Once you reach the line with "shape point(22, 158)" in the material below, copy each line exactly up to and including the line with "shape point(57, 516)", and skip the pictures.

[Listed records]
▼

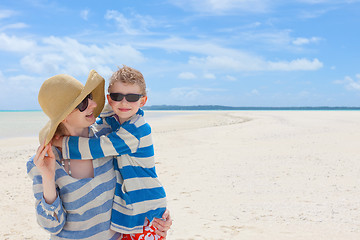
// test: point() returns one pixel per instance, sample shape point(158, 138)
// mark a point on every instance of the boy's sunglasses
point(85, 103)
point(131, 97)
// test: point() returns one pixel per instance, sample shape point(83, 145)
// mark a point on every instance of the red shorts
point(147, 234)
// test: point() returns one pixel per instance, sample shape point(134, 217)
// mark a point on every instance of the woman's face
point(77, 120)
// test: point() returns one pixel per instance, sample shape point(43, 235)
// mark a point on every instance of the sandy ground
point(232, 175)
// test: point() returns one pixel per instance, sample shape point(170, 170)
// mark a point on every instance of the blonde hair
point(128, 75)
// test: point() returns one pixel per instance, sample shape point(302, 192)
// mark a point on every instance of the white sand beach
point(232, 175)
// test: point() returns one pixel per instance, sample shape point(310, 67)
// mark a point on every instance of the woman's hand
point(163, 225)
point(45, 161)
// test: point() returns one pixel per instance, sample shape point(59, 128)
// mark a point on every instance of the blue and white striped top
point(82, 209)
point(138, 194)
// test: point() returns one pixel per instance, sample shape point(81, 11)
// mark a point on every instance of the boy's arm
point(123, 141)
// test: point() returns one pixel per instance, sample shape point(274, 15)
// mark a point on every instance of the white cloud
point(209, 76)
point(301, 64)
point(14, 26)
point(218, 7)
point(350, 83)
point(84, 14)
point(15, 44)
point(134, 24)
point(230, 78)
point(186, 75)
point(303, 41)
point(252, 63)
point(122, 22)
point(54, 55)
point(221, 58)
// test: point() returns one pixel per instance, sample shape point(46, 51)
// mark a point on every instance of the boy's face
point(124, 109)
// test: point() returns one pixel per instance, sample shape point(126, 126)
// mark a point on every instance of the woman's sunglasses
point(84, 103)
point(131, 97)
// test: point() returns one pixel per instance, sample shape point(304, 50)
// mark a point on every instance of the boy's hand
point(163, 225)
point(57, 141)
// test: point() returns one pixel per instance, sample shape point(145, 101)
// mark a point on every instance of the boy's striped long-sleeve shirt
point(138, 193)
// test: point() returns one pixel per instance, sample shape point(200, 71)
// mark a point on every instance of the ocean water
point(29, 123)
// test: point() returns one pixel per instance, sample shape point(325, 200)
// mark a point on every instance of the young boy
point(122, 131)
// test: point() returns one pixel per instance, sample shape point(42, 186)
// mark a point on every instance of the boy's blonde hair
point(128, 75)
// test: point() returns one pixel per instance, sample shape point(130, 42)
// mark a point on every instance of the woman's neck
point(78, 132)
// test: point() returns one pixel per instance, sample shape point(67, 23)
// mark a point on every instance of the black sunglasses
point(84, 103)
point(131, 97)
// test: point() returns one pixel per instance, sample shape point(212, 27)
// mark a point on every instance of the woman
point(74, 198)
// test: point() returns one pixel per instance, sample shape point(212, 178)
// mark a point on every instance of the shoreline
point(251, 175)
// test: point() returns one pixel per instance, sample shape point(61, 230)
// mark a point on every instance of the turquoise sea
point(29, 123)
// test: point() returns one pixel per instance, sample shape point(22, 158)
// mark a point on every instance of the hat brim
point(95, 84)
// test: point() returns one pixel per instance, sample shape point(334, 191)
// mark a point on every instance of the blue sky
point(191, 52)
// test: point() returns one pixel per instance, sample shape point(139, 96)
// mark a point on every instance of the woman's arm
point(49, 210)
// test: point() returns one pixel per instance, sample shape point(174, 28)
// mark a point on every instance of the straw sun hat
point(60, 95)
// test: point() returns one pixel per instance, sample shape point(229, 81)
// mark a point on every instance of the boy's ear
point(143, 101)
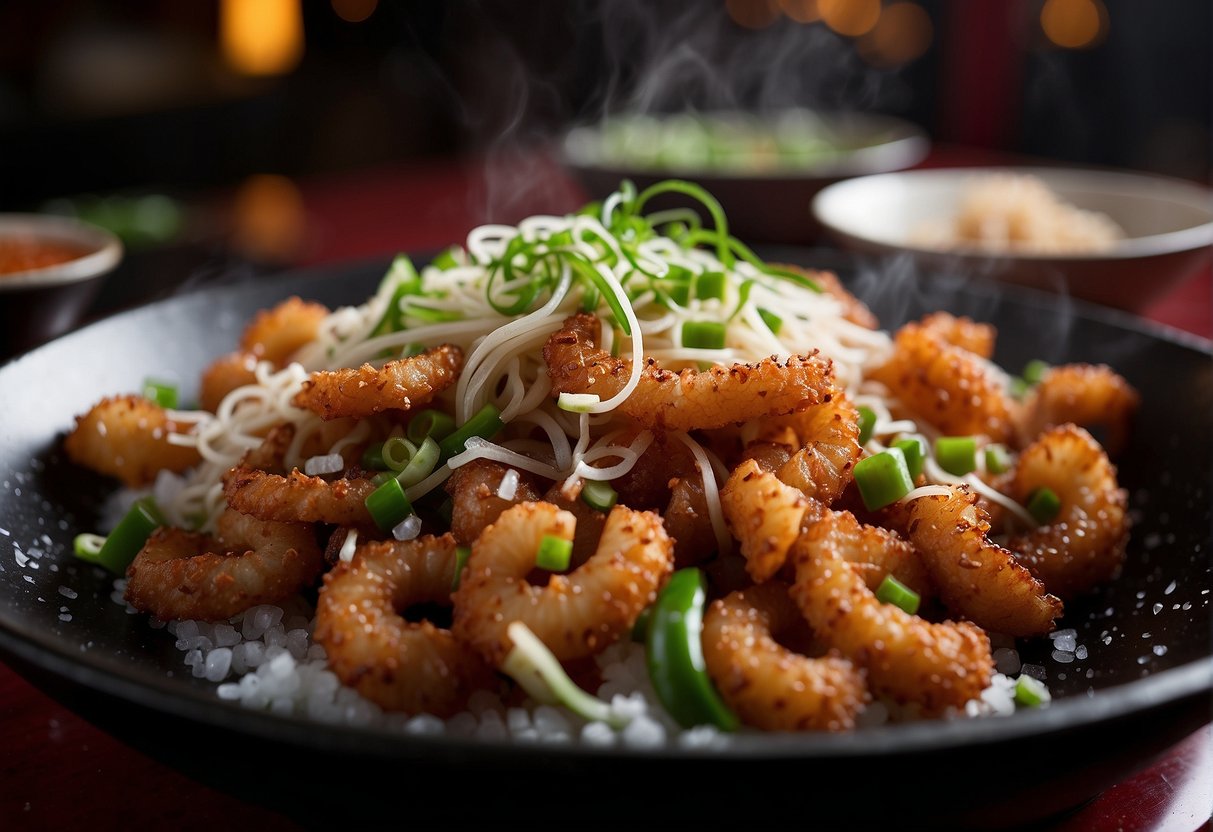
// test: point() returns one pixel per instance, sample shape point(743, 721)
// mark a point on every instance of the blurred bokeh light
point(261, 36)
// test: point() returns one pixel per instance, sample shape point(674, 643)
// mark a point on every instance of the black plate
point(1145, 684)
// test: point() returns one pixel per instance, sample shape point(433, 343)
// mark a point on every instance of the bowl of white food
point(1115, 238)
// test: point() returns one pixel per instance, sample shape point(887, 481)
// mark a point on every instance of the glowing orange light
point(903, 34)
point(752, 13)
point(354, 11)
point(802, 11)
point(850, 17)
point(1074, 23)
point(268, 218)
point(261, 36)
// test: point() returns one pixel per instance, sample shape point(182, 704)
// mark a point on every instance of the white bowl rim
point(1095, 178)
point(106, 250)
point(907, 144)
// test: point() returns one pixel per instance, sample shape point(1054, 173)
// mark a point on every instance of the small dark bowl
point(768, 203)
point(44, 302)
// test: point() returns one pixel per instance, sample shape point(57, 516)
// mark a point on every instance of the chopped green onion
point(445, 260)
point(598, 495)
point(710, 285)
point(957, 455)
point(1031, 693)
point(406, 281)
point(1043, 505)
point(461, 554)
point(892, 591)
point(577, 403)
point(163, 393)
point(432, 423)
point(866, 422)
point(421, 463)
point(1035, 370)
point(883, 478)
point(675, 654)
point(915, 451)
point(387, 505)
point(997, 459)
point(707, 200)
point(129, 536)
point(591, 298)
point(485, 423)
point(87, 546)
point(702, 335)
point(397, 451)
point(774, 323)
point(533, 666)
point(553, 553)
point(431, 315)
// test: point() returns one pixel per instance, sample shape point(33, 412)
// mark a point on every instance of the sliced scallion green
point(774, 323)
point(445, 260)
point(1043, 505)
point(892, 591)
point(577, 403)
point(485, 423)
point(553, 553)
point(915, 450)
point(387, 505)
point(702, 335)
point(433, 423)
point(421, 463)
point(957, 455)
point(866, 422)
point(87, 546)
point(129, 536)
point(1031, 693)
point(537, 671)
point(598, 495)
point(883, 478)
point(710, 285)
point(164, 393)
point(397, 451)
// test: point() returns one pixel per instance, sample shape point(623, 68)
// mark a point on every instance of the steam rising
point(522, 85)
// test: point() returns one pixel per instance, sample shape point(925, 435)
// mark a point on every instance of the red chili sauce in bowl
point(22, 254)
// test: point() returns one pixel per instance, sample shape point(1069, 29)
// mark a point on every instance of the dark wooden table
point(58, 771)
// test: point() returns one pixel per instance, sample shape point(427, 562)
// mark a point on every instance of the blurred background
point(227, 137)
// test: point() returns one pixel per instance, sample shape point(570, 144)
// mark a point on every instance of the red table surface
point(60, 771)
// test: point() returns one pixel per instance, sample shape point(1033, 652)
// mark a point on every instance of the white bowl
point(1168, 228)
point(38, 305)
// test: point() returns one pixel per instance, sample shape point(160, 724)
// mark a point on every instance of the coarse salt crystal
point(325, 463)
point(508, 486)
point(408, 529)
point(218, 664)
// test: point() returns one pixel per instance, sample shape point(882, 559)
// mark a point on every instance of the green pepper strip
point(676, 655)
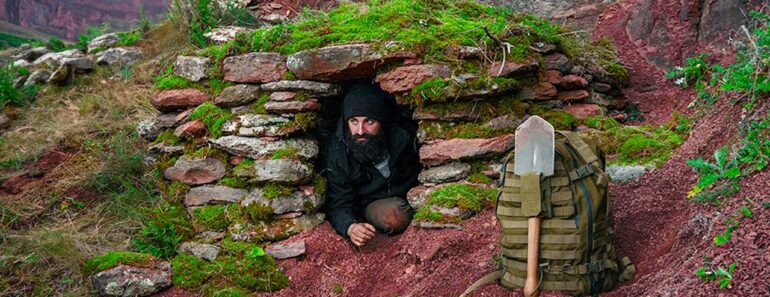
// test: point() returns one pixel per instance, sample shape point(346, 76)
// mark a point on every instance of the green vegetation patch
point(212, 116)
point(113, 259)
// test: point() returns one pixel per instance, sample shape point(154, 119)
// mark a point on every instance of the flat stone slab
point(445, 173)
point(256, 148)
point(126, 280)
point(464, 149)
point(255, 68)
point(194, 171)
point(340, 62)
point(212, 194)
point(320, 89)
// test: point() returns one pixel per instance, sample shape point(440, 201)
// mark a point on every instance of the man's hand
point(360, 233)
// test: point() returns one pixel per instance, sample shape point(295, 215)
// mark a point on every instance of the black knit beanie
point(368, 100)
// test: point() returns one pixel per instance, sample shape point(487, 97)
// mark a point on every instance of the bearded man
point(371, 163)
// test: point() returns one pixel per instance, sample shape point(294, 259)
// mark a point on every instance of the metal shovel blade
point(534, 147)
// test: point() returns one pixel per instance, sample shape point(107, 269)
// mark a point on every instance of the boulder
point(319, 89)
point(297, 201)
point(292, 106)
point(208, 252)
point(196, 171)
point(127, 280)
point(225, 34)
point(103, 42)
point(286, 250)
point(255, 68)
point(513, 69)
point(572, 82)
point(260, 126)
point(541, 91)
point(341, 62)
point(257, 148)
point(445, 173)
point(575, 95)
point(405, 78)
point(237, 95)
point(464, 149)
point(285, 171)
point(192, 129)
point(582, 111)
point(213, 194)
point(170, 100)
point(557, 61)
point(192, 68)
point(119, 56)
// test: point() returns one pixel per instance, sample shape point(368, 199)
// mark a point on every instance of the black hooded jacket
point(351, 185)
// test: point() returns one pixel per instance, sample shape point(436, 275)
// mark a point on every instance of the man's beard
point(373, 150)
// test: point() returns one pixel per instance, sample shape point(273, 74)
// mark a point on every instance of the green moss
point(216, 217)
point(319, 185)
point(233, 182)
point(285, 153)
point(212, 116)
point(112, 259)
point(273, 191)
point(560, 119)
point(167, 137)
point(172, 81)
point(601, 122)
point(258, 212)
point(259, 106)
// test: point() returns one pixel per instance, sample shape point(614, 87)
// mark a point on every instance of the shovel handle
point(533, 243)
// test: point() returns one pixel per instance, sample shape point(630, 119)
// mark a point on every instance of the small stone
point(127, 280)
point(575, 95)
point(237, 95)
point(212, 194)
point(103, 42)
point(170, 100)
point(513, 69)
point(445, 173)
point(192, 68)
point(255, 67)
point(192, 129)
point(582, 111)
point(208, 252)
point(541, 91)
point(193, 171)
point(557, 61)
point(282, 96)
point(319, 89)
point(284, 251)
point(572, 82)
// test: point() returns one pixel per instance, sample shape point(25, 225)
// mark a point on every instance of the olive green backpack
point(576, 254)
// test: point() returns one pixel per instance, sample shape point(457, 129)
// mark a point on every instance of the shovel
point(533, 158)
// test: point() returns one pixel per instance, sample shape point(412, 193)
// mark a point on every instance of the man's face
point(362, 128)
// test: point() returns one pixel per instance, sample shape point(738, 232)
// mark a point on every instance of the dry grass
point(43, 247)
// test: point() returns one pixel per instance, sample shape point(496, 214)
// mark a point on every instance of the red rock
point(463, 149)
point(255, 68)
point(553, 77)
point(170, 100)
point(572, 95)
point(343, 62)
point(573, 82)
point(541, 91)
point(193, 129)
point(405, 78)
point(282, 96)
point(513, 69)
point(292, 106)
point(582, 111)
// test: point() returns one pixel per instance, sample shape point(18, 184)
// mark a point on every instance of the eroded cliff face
point(68, 18)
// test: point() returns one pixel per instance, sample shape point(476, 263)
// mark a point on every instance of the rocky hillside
point(190, 156)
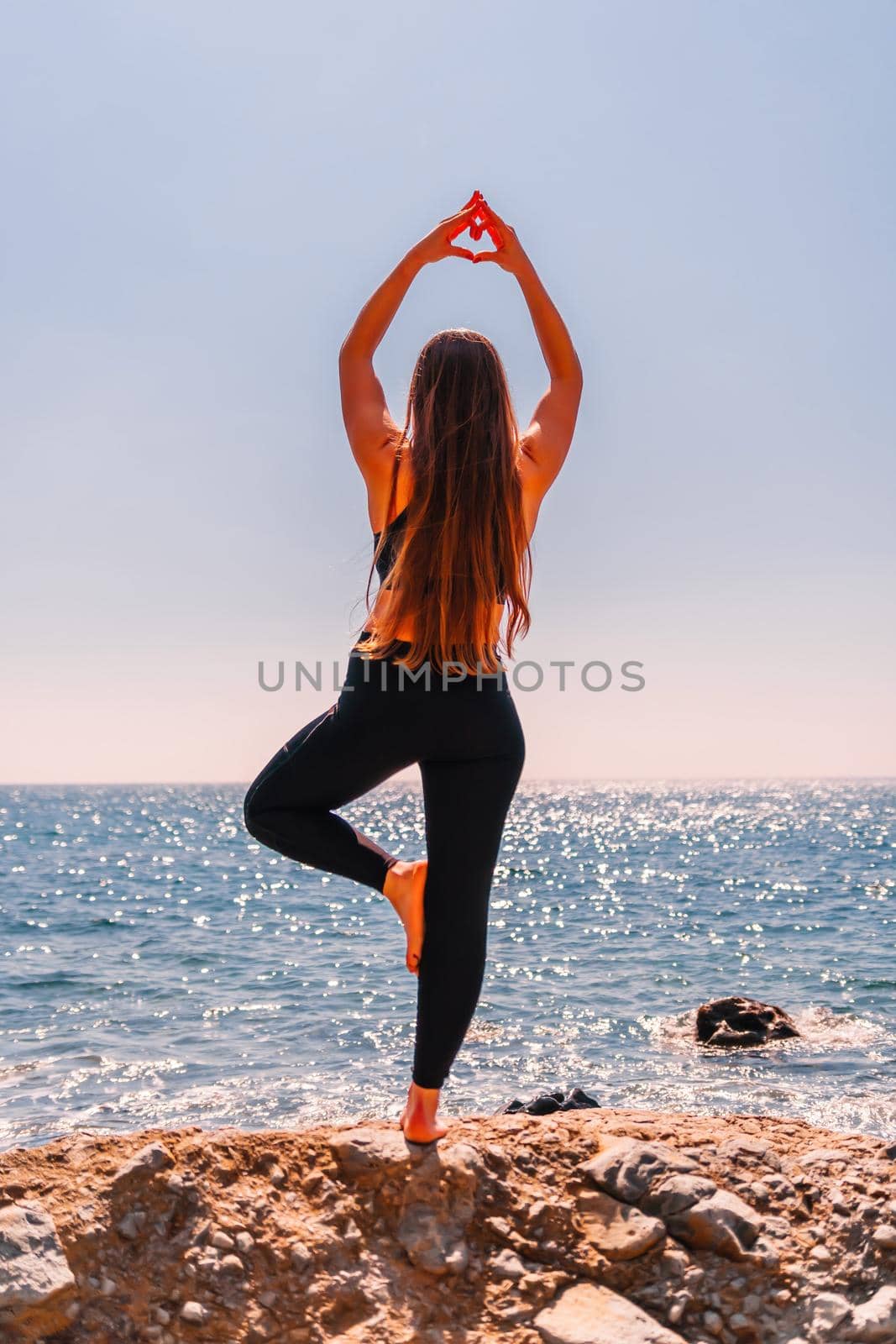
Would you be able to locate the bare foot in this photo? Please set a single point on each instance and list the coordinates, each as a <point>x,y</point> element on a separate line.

▲

[Answer section]
// test: point() returns one pixel per instance, sample shape point(22, 158)
// mark a point on every instance of the hat brim
point(95, 84)
// test: point() returns one pixel per instance, sample shape point(334, 191)
// mark a point on every instance of the blue sky
point(191, 52)
// test: point() returns one pixel per instance, sample shape point(139, 96)
// mark a point on every instance of the woman's arm
point(49, 210)
// test: point() returns one pixel per instance, sample shape point(174, 28)
// mark a point on every instance of the straw sun hat
point(60, 95)
// test: point() returns one pixel per instance, sample shape point(229, 81)
// mark a point on every instance of the boy's ear
point(143, 101)
// test: point() returns one pixel per instance, sample shape point(743, 721)
// mark a point on every instance of the blurred bokeh light
point(261, 36)
// test: point() returns one pixel per instance, sample shape point(674, 643)
// mark a point on every instance of the black plate
point(1145, 684)
// test: point() returns one pixel per instance, sample shape point(433, 343)
// mark a point on every instance of the bowl of white food
point(1115, 238)
// test: point() returns one pixel per instance, sample shape point(887, 481)
// mark a point on every instance of the glowing orange light
point(903, 34)
point(752, 13)
point(354, 11)
point(802, 11)
point(850, 17)
point(1074, 23)
point(268, 218)
point(261, 36)
// test: point() returns one pixel per instance, sample shape point(182, 704)
// mark a point on every instance of the white bowl rim
point(1095, 178)
point(106, 250)
point(907, 144)
// test: point() returns one pixel per instance, sample shape point(1054, 173)
// mark a point on every instance of the small dark bowl
point(768, 203)
point(44, 302)
// test: point() returns one pixel per instance, sample shape point(57, 516)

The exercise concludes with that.